▶ [Required task] Rewrite the entries between the line holding "of the stone" and the line holding "362), (449, 367)]", inclusive, changing every "crop-scouting log" to "field survey record" and leaving everything else as it is. Omit the pictures from your answer.

------ Items ------

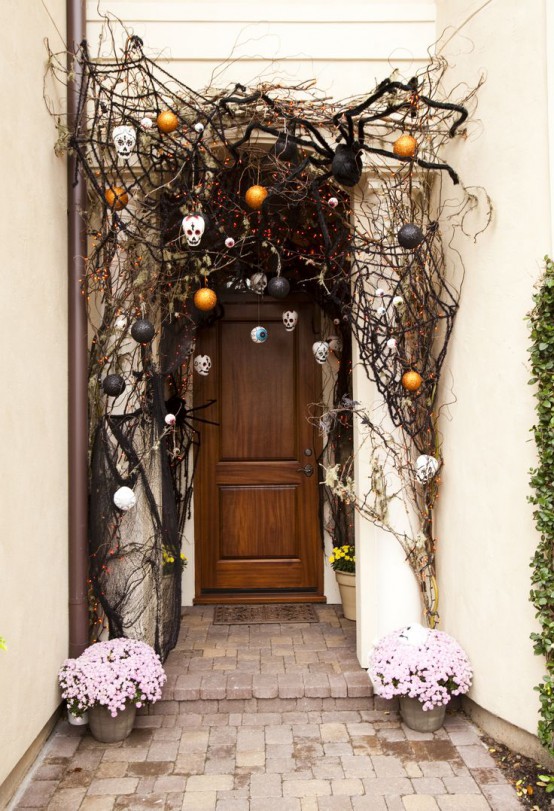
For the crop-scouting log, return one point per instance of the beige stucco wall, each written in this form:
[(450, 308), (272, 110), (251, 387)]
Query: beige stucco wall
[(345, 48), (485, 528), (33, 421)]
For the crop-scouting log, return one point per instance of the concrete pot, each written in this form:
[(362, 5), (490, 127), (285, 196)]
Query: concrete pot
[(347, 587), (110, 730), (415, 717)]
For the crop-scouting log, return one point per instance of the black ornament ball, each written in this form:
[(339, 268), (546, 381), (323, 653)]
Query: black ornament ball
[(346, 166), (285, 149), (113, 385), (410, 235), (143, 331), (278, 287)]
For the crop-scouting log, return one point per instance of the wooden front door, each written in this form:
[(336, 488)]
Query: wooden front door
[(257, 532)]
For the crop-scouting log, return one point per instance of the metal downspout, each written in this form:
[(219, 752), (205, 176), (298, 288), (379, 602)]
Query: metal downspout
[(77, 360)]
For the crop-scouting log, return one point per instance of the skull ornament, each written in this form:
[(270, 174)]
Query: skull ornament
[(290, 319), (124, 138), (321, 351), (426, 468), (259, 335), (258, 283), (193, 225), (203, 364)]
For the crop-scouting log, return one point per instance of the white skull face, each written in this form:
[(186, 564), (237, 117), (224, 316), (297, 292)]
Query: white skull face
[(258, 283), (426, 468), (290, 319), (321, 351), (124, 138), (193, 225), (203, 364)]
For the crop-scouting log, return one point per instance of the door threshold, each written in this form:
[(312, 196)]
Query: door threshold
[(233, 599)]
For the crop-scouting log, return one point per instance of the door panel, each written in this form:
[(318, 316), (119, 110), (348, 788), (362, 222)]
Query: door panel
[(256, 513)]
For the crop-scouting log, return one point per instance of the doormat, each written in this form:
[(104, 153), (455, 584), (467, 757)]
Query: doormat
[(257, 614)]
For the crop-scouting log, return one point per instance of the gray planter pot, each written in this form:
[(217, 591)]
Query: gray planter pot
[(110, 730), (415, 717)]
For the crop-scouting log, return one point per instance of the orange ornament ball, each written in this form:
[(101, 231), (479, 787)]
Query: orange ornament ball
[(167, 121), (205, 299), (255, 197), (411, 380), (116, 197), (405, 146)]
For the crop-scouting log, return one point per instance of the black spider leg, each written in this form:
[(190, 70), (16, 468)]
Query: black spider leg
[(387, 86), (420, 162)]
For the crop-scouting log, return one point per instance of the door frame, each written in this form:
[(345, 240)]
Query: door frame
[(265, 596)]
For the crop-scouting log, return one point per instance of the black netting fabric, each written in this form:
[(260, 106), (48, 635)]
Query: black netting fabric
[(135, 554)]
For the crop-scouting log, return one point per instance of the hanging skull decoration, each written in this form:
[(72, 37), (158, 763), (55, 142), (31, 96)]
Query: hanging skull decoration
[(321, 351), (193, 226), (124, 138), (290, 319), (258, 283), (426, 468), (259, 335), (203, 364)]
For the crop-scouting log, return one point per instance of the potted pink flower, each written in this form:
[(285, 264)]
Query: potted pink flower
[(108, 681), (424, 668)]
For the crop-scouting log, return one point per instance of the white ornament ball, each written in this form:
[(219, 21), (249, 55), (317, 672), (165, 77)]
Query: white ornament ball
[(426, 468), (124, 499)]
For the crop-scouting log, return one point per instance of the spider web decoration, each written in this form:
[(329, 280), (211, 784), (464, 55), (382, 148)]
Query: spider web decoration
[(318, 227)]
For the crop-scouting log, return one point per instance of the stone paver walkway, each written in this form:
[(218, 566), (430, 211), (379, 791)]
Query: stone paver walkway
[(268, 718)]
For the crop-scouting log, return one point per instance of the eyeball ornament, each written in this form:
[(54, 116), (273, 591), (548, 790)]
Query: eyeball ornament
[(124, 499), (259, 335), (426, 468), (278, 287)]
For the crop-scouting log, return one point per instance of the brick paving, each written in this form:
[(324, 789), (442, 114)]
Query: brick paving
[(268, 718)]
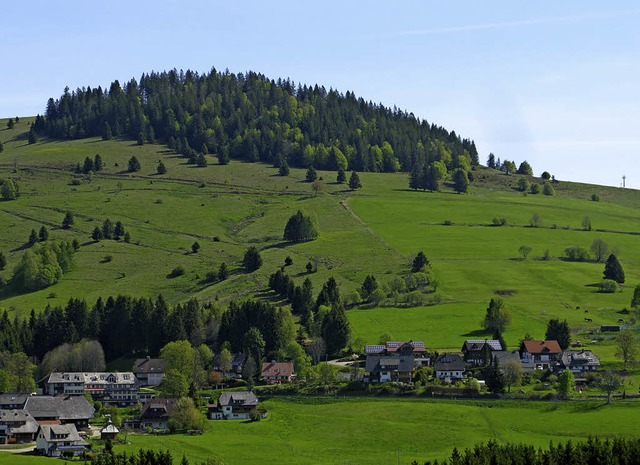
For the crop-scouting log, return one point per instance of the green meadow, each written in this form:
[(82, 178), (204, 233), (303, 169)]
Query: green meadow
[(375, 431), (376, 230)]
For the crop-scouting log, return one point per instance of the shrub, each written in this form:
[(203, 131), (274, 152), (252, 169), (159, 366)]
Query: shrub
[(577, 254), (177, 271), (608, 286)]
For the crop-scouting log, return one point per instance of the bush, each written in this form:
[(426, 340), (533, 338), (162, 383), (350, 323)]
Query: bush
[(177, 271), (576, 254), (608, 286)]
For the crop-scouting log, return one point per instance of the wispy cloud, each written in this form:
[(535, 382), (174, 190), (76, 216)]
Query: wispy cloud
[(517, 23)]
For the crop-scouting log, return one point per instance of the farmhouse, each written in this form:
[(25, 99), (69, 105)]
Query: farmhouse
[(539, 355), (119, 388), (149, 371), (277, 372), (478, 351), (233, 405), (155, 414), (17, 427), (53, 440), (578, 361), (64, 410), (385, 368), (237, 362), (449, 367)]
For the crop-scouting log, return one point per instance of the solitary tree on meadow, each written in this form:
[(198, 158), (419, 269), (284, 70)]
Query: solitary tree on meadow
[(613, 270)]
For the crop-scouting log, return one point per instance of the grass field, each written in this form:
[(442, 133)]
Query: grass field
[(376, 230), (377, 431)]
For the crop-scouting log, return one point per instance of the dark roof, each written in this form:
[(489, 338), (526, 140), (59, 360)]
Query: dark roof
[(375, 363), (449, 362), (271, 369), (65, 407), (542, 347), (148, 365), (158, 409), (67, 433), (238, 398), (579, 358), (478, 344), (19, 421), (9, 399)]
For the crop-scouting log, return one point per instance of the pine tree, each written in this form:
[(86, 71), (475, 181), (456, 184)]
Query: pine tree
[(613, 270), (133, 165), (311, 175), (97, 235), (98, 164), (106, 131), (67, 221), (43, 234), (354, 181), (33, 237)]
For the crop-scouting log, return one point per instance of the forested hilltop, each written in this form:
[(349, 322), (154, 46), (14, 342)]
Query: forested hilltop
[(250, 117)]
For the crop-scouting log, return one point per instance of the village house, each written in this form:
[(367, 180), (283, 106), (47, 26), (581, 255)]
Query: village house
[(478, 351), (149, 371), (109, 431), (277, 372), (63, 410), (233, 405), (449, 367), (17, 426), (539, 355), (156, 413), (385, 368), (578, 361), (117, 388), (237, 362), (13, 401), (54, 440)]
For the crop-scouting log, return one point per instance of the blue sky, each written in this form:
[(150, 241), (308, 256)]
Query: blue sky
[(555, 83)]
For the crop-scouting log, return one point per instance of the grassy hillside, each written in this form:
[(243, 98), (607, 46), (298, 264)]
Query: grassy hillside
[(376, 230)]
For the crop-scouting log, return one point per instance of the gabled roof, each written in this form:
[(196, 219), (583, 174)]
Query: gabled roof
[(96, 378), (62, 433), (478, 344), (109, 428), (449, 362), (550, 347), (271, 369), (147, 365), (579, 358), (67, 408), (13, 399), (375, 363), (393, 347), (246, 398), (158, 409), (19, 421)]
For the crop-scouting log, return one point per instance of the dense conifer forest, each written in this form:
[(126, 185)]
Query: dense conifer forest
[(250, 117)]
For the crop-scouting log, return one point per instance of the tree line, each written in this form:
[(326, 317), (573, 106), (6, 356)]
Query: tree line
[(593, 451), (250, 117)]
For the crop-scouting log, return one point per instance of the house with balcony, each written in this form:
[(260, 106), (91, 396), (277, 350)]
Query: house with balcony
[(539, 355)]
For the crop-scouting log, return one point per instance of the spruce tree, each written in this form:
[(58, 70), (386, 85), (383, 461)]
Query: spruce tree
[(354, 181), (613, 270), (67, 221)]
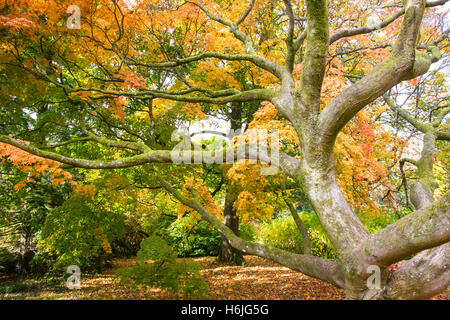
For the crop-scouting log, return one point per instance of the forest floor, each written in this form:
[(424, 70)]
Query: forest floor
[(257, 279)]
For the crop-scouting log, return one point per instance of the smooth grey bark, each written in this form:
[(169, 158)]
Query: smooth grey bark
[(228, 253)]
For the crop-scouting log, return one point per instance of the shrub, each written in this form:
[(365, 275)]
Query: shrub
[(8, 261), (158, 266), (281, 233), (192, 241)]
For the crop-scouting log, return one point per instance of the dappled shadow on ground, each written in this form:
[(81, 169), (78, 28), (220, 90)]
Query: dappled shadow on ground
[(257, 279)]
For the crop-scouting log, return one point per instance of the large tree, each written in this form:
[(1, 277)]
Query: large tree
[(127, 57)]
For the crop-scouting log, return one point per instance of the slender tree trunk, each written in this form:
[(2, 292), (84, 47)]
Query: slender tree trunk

------

▶ [Solution to the exercise]
For the field survey record, return one point per instance of the stone paver walkway, each written in this form:
[(218, 566), (430, 211), (379, 791)]
Query: stone paver walkway
[(268, 718)]
For the field survey record, return one point per instance of the eyeball ornament, each written in this form:
[(54, 116), (273, 591), (548, 790)]
Query: eyeball ornament
[(124, 499), (259, 335), (426, 468), (278, 287)]
For the field survey record, return one point per instance of the brick paving, each written in this form:
[(324, 789), (442, 114)]
Query: brick paving
[(268, 718)]
For the field survey record, return one point per instance of the green meadow, each written in this form:
[(82, 178), (204, 233), (303, 169)]
Query: green meadow
[(375, 431), (376, 230)]
For the field survey record, return one point per instance of the shrub, each written in this form:
[(203, 131), (274, 152), (252, 169), (159, 366)]
Query: shrub
[(577, 254), (177, 271), (608, 286)]
For the field survey record, return one point per instance of the bush, each written in this form:
[(426, 340), (533, 338), (162, 383), (350, 323)]
Query: bush
[(177, 271), (576, 254), (608, 286)]
For the field survey record, return one point per instance of the wispy cloud, each written in this form:
[(535, 382), (174, 190), (76, 216)]
Query: wispy cloud
[(517, 23)]
For the field survey record, return one point per instance of the farmhouse, each written in this form:
[(25, 99), (69, 105)]
Query: farmhouse
[(539, 355), (119, 388), (149, 371), (277, 372), (478, 351), (233, 405), (155, 414), (17, 427), (53, 440), (578, 361), (64, 410), (385, 368), (237, 362), (449, 367)]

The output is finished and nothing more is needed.